Task item: Filter the data below for the string "support" and copy each matching line.

[Photo-based referring expression data]
• • • • •

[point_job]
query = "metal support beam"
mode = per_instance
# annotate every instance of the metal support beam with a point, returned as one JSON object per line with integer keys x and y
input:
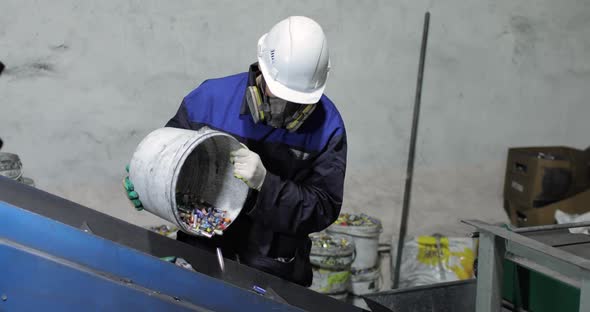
{"x": 585, "y": 296}
{"x": 490, "y": 270}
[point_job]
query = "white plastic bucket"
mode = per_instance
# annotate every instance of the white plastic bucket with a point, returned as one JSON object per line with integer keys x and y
{"x": 329, "y": 281}
{"x": 10, "y": 166}
{"x": 366, "y": 241}
{"x": 365, "y": 281}
{"x": 360, "y": 302}
{"x": 341, "y": 296}
{"x": 334, "y": 252}
{"x": 170, "y": 160}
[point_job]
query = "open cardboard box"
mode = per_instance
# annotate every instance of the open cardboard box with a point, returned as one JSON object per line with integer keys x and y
{"x": 534, "y": 181}
{"x": 520, "y": 216}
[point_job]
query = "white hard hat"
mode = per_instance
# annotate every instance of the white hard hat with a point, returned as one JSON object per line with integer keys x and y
{"x": 293, "y": 58}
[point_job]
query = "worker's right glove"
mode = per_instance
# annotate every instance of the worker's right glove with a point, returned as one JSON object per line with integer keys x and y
{"x": 248, "y": 167}
{"x": 131, "y": 193}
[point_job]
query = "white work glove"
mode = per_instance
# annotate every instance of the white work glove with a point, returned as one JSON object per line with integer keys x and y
{"x": 248, "y": 167}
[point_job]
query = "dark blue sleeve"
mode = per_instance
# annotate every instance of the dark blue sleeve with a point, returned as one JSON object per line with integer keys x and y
{"x": 310, "y": 205}
{"x": 180, "y": 120}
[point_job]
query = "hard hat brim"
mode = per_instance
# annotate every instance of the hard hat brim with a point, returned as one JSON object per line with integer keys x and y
{"x": 282, "y": 91}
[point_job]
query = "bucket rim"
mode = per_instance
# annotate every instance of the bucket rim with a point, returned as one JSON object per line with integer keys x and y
{"x": 206, "y": 135}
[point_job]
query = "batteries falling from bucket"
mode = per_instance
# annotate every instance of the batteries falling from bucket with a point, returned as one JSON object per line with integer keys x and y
{"x": 201, "y": 217}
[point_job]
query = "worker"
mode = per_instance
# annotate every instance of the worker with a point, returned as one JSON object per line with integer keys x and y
{"x": 294, "y": 154}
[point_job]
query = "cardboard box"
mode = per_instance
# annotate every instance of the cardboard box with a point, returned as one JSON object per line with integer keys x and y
{"x": 538, "y": 176}
{"x": 522, "y": 216}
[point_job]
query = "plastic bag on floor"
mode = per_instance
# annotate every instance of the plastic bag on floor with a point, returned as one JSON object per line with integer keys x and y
{"x": 436, "y": 259}
{"x": 563, "y": 217}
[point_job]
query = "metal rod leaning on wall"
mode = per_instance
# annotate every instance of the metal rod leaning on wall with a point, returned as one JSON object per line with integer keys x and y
{"x": 412, "y": 153}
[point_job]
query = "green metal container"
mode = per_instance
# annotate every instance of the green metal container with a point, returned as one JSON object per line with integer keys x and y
{"x": 538, "y": 292}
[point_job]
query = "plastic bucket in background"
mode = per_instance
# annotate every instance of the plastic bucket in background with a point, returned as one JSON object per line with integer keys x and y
{"x": 330, "y": 281}
{"x": 341, "y": 296}
{"x": 334, "y": 252}
{"x": 171, "y": 160}
{"x": 365, "y": 281}
{"x": 364, "y": 231}
{"x": 331, "y": 257}
{"x": 10, "y": 166}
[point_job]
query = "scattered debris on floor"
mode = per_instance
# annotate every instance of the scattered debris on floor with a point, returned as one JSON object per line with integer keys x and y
{"x": 179, "y": 262}
{"x": 166, "y": 230}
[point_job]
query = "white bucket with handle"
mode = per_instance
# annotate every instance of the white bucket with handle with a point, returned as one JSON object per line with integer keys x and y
{"x": 170, "y": 161}
{"x": 364, "y": 231}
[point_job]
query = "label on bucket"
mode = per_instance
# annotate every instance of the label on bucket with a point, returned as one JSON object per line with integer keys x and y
{"x": 347, "y": 219}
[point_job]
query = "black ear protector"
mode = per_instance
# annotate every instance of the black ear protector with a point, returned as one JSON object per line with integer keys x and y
{"x": 261, "y": 110}
{"x": 254, "y": 100}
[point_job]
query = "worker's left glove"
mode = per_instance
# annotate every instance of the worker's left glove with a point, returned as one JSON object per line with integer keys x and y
{"x": 248, "y": 167}
{"x": 131, "y": 193}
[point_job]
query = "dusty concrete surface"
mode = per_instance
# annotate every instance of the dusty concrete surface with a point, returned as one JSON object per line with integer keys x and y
{"x": 85, "y": 81}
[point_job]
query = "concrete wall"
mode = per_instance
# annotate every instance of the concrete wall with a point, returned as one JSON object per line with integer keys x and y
{"x": 86, "y": 80}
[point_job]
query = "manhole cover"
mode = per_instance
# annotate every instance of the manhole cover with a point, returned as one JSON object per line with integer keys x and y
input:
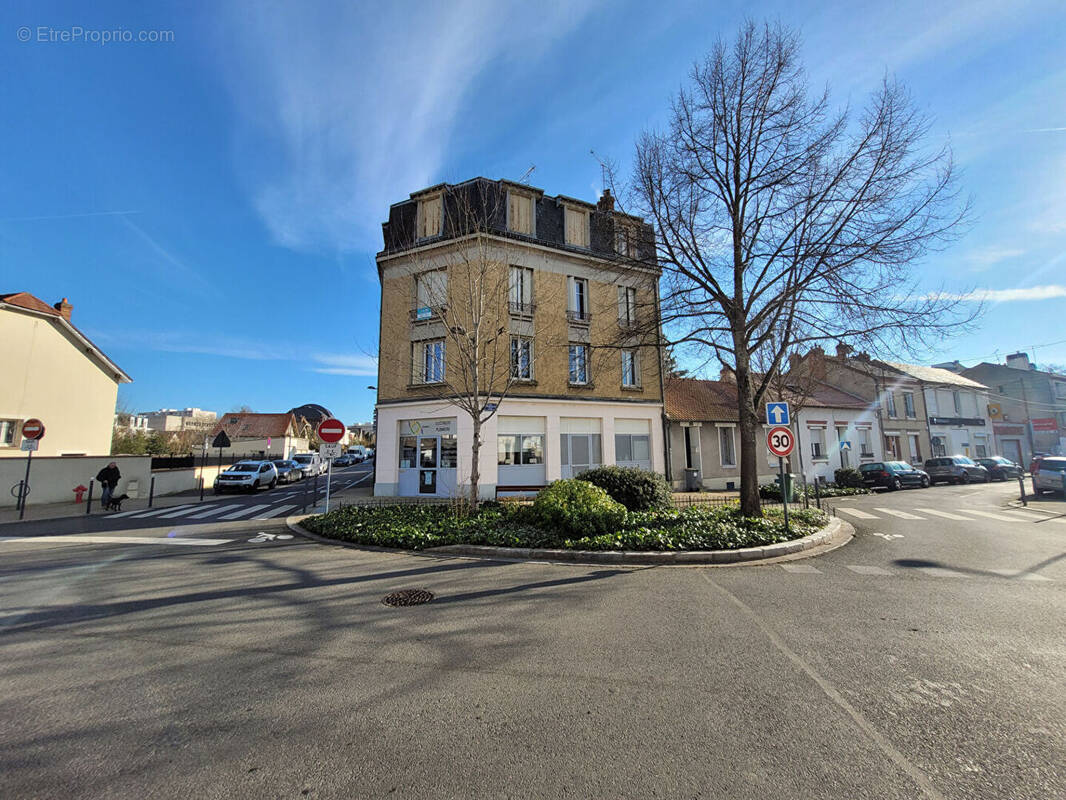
{"x": 407, "y": 597}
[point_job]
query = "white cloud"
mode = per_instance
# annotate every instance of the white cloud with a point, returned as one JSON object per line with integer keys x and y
{"x": 348, "y": 109}
{"x": 1007, "y": 296}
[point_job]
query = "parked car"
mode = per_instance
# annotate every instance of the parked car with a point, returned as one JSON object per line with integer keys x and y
{"x": 955, "y": 469}
{"x": 1050, "y": 475}
{"x": 892, "y": 475}
{"x": 246, "y": 475}
{"x": 1000, "y": 468}
{"x": 311, "y": 463}
{"x": 288, "y": 472}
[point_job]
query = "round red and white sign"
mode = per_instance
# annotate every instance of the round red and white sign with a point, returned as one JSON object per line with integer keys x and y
{"x": 780, "y": 442}
{"x": 33, "y": 429}
{"x": 330, "y": 430}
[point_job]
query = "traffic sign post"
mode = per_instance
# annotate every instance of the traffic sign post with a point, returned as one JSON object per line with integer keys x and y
{"x": 780, "y": 442}
{"x": 330, "y": 432}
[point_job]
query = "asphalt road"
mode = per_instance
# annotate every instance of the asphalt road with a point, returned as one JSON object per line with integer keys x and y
{"x": 285, "y": 499}
{"x": 923, "y": 662}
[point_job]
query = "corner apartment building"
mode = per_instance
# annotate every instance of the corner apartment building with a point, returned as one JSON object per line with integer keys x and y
{"x": 52, "y": 372}
{"x": 1027, "y": 406}
{"x": 567, "y": 285}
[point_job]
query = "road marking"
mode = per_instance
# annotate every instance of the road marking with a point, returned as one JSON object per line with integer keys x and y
{"x": 868, "y": 570}
{"x": 940, "y": 572}
{"x": 83, "y": 539}
{"x": 245, "y": 510}
{"x": 215, "y": 510}
{"x": 142, "y": 513}
{"x": 275, "y": 511}
{"x": 190, "y": 510}
{"x": 801, "y": 569}
{"x": 859, "y": 514}
{"x": 1022, "y": 575}
{"x": 901, "y": 514}
{"x": 945, "y": 514}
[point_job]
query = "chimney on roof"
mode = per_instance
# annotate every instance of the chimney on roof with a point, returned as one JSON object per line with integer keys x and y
{"x": 606, "y": 202}
{"x": 64, "y": 308}
{"x": 1018, "y": 361}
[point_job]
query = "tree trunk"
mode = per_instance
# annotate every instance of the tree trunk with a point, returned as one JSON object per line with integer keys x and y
{"x": 749, "y": 502}
{"x": 474, "y": 463}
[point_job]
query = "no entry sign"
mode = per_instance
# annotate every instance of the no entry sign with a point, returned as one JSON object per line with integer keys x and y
{"x": 330, "y": 430}
{"x": 780, "y": 442}
{"x": 33, "y": 429}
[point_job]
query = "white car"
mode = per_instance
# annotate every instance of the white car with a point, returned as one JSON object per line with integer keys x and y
{"x": 311, "y": 463}
{"x": 246, "y": 475}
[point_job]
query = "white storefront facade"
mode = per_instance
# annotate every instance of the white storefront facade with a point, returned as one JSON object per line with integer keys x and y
{"x": 424, "y": 447}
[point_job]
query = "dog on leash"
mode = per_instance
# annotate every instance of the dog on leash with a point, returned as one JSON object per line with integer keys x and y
{"x": 115, "y": 502}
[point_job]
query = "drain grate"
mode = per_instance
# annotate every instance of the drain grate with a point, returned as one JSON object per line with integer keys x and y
{"x": 407, "y": 597}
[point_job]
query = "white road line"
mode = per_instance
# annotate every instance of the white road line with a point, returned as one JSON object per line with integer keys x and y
{"x": 901, "y": 514}
{"x": 858, "y": 514}
{"x": 182, "y": 512}
{"x": 940, "y": 572}
{"x": 83, "y": 539}
{"x": 154, "y": 512}
{"x": 1022, "y": 575}
{"x": 215, "y": 510}
{"x": 868, "y": 570}
{"x": 945, "y": 514}
{"x": 245, "y": 510}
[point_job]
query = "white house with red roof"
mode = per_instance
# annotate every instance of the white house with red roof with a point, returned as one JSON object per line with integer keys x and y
{"x": 52, "y": 372}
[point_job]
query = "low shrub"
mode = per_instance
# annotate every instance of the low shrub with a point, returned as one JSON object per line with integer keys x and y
{"x": 576, "y": 507}
{"x": 638, "y": 490}
{"x": 848, "y": 478}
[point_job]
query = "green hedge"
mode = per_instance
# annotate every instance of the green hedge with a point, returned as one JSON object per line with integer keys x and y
{"x": 638, "y": 490}
{"x": 577, "y": 507}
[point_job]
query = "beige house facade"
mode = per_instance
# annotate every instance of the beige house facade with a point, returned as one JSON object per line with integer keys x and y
{"x": 582, "y": 388}
{"x": 52, "y": 372}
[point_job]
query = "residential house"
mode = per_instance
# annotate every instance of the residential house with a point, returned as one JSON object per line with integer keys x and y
{"x": 568, "y": 289}
{"x": 274, "y": 435}
{"x": 703, "y": 441}
{"x": 1027, "y": 406}
{"x": 52, "y": 372}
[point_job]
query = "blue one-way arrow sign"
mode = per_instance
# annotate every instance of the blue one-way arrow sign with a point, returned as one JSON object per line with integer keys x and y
{"x": 778, "y": 413}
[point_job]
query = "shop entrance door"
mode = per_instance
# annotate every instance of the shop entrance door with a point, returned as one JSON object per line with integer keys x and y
{"x": 429, "y": 449}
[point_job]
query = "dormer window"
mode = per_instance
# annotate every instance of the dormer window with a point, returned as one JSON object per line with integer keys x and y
{"x": 431, "y": 217}
{"x": 577, "y": 226}
{"x": 520, "y": 214}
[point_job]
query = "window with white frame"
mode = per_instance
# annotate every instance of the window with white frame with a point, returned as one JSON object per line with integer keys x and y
{"x": 520, "y": 293}
{"x": 817, "y": 443}
{"x": 627, "y": 306}
{"x": 520, "y": 217}
{"x": 579, "y": 364}
{"x": 431, "y": 217}
{"x": 630, "y": 373}
{"x": 430, "y": 361}
{"x": 7, "y": 432}
{"x": 577, "y": 226}
{"x": 727, "y": 446}
{"x": 521, "y": 358}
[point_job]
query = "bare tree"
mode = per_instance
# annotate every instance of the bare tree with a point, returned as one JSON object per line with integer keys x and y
{"x": 780, "y": 222}
{"x": 484, "y": 316}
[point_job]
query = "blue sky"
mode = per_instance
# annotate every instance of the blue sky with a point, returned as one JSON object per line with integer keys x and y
{"x": 212, "y": 205}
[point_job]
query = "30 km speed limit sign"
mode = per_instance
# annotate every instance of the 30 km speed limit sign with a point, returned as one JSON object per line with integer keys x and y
{"x": 780, "y": 441}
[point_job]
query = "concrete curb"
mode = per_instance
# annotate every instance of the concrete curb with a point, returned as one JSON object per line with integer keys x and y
{"x": 833, "y": 536}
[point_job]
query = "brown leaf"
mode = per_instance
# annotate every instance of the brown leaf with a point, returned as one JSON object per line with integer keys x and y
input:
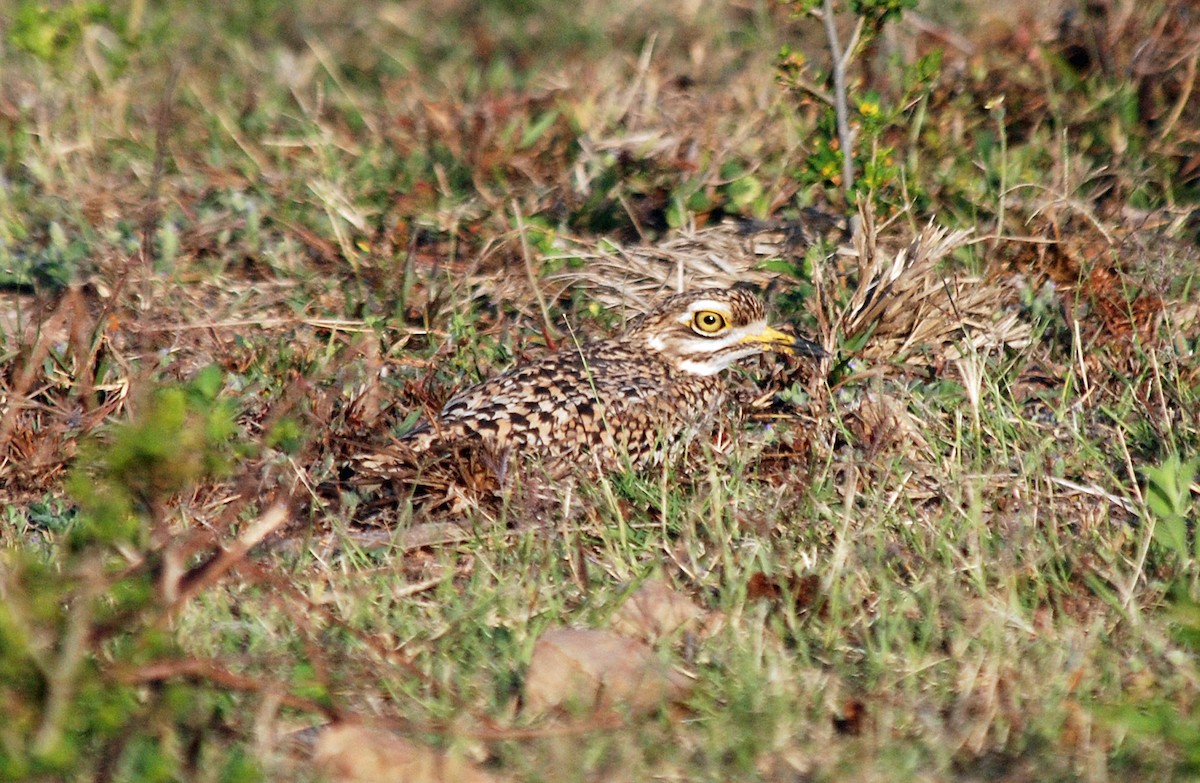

• • • • •

Your solution:
query = "metal support beam"
# annotate every instance of the metal support beam with a point, returned as one JSON object per line with integer keys x and y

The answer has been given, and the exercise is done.